**Required actions:**
(a) According to the blog post, how much does the writer pay for the large cheese pizza bought every Monday evening?
(b) From the blog post, return the passage starting with "How many boyfriends" and going on through "God bless him.".

— START OF Text excerpt —

The whole ball of wax … and then some

12 Jul

Presidents! Lots of them!

How many boyfriends would spend a Saturday night taking pictures of their girlfriend standing next to life-size wax figures of all 44 presidents? At least one! God bless him.

I geek out on presidents and so when I found out about the new exhibit at Madame Tussauds featuring a figure of every single one, I knew I had to go. I got a Groupon, got busy, and it eventually expired. I called and asked if it could be extended to which the cheery sounding English chap replied, “Absolutely not!” But lucky for me I buy a large cheese pizza for $5.99 every Monday evening for dinner from Jerry’s Subs & Pizza, because it was there that I saw a buy-one-get-one free coupon, and my mission was back on.

— END OF Text excerpt —
— START OF Extracted data —

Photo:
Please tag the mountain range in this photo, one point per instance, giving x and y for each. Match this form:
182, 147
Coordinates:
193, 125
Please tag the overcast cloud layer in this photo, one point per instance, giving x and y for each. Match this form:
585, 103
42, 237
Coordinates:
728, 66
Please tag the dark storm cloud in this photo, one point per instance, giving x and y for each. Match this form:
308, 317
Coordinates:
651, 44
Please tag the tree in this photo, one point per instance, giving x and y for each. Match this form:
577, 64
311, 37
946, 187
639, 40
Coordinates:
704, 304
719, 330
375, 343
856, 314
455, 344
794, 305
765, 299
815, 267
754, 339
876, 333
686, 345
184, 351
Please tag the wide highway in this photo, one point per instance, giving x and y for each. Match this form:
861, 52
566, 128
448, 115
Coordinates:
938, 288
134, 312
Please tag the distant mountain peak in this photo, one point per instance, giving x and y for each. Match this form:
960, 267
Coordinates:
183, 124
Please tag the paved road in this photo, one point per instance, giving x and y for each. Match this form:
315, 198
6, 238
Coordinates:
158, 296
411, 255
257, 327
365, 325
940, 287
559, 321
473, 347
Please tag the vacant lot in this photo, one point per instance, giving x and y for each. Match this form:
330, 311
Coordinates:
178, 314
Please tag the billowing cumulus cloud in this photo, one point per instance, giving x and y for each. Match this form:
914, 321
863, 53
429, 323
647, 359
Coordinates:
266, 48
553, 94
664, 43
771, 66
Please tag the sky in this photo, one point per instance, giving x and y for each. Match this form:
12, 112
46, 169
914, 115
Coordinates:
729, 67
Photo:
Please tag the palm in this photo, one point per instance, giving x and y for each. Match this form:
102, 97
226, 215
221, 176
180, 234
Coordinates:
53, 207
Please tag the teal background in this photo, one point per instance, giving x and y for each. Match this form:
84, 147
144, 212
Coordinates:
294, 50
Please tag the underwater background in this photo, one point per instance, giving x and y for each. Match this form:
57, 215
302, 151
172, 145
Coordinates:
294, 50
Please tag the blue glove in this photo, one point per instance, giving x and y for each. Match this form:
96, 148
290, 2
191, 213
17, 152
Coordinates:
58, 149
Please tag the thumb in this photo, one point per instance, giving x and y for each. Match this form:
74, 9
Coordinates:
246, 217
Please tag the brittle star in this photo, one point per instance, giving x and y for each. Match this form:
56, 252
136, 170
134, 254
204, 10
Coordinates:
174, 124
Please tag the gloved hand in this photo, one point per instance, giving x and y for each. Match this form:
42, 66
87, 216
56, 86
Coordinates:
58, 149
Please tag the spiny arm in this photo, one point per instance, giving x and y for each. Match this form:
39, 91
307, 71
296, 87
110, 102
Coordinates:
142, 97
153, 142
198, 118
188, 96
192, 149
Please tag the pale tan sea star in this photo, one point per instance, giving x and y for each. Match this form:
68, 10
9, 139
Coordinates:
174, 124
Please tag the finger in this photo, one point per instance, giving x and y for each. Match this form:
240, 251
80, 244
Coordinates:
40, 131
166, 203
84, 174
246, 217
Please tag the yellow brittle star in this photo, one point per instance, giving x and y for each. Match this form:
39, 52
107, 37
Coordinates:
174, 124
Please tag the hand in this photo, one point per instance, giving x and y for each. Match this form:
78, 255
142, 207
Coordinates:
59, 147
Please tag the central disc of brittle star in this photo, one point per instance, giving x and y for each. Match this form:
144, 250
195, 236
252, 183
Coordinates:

— END OF Extracted data —

**Final results:**
(a) $5.99

(b)
How many boyfriends would spend a Saturday night taking pictures of their girlfriend standing next to life-size wax figures of all 44 presidents? At least one! God bless him.